- [REQUIREMENTS]: Reproduce the records below verbatim, everything from the very first line down to the line containing "point(47, 150)", with that line included.

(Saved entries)
[start]
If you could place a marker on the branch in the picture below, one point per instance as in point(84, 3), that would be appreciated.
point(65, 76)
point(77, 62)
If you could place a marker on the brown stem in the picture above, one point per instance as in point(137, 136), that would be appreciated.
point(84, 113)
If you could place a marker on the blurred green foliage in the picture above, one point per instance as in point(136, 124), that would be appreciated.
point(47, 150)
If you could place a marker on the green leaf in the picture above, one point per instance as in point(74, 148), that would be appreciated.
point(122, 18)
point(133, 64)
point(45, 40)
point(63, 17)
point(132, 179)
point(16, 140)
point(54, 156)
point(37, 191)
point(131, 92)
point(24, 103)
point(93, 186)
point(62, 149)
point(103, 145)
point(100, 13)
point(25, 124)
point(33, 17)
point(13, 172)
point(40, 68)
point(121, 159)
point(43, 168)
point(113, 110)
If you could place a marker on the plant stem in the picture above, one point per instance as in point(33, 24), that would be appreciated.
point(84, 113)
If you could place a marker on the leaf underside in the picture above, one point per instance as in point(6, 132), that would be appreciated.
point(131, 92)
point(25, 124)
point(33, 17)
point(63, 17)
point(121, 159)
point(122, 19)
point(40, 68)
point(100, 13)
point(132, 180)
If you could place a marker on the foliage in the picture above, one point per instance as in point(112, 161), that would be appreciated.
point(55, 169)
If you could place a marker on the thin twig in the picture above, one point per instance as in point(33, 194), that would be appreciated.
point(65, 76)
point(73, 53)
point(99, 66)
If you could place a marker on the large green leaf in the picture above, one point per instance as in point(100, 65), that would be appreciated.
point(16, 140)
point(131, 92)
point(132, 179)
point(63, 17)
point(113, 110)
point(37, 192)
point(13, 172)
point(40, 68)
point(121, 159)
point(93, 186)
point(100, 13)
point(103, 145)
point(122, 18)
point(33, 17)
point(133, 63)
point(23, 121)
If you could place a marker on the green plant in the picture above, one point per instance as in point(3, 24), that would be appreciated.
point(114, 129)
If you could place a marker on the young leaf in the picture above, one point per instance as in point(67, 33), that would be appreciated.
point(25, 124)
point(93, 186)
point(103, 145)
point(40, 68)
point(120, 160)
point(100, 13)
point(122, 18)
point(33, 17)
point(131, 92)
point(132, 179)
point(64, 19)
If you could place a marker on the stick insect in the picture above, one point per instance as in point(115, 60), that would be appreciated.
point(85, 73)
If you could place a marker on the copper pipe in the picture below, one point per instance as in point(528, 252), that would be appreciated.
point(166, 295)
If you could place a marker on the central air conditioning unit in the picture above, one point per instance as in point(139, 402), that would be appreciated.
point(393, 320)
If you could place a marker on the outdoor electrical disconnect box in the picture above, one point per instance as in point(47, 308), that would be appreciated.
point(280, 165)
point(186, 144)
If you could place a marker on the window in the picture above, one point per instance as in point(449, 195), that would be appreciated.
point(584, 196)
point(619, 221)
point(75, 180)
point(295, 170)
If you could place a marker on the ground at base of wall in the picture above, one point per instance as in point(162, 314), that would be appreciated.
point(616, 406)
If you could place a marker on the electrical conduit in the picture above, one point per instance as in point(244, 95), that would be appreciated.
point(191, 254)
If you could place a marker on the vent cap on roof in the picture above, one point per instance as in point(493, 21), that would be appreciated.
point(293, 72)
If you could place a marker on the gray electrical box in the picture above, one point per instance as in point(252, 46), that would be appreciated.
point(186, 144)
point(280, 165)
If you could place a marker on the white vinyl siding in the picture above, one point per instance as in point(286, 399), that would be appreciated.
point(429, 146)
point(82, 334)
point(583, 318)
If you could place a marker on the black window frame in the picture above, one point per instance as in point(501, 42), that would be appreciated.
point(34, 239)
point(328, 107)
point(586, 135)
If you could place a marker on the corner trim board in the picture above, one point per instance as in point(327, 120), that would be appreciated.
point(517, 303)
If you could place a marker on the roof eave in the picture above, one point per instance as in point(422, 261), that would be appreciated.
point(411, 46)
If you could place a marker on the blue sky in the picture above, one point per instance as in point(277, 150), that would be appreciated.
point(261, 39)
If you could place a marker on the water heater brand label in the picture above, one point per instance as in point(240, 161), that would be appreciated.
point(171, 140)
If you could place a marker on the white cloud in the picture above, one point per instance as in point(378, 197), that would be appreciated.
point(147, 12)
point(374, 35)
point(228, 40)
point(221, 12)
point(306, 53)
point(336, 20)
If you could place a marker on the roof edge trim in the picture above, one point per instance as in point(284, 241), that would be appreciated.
[end]
- [EXERCISE RESULT]:
If you could place a marker on the branch in the picture below, one point per instance as in point(84, 3), that would be appreciated.
point(65, 76)
point(77, 62)
If you could place a marker on the brown stem in the picture above, one point per instance as in point(137, 136), that would be appreciated.
point(84, 113)
If you could place a marker on the blurred green foliage in the picture above, one point per instance as in point(136, 124), that would be appreciated.
point(47, 150)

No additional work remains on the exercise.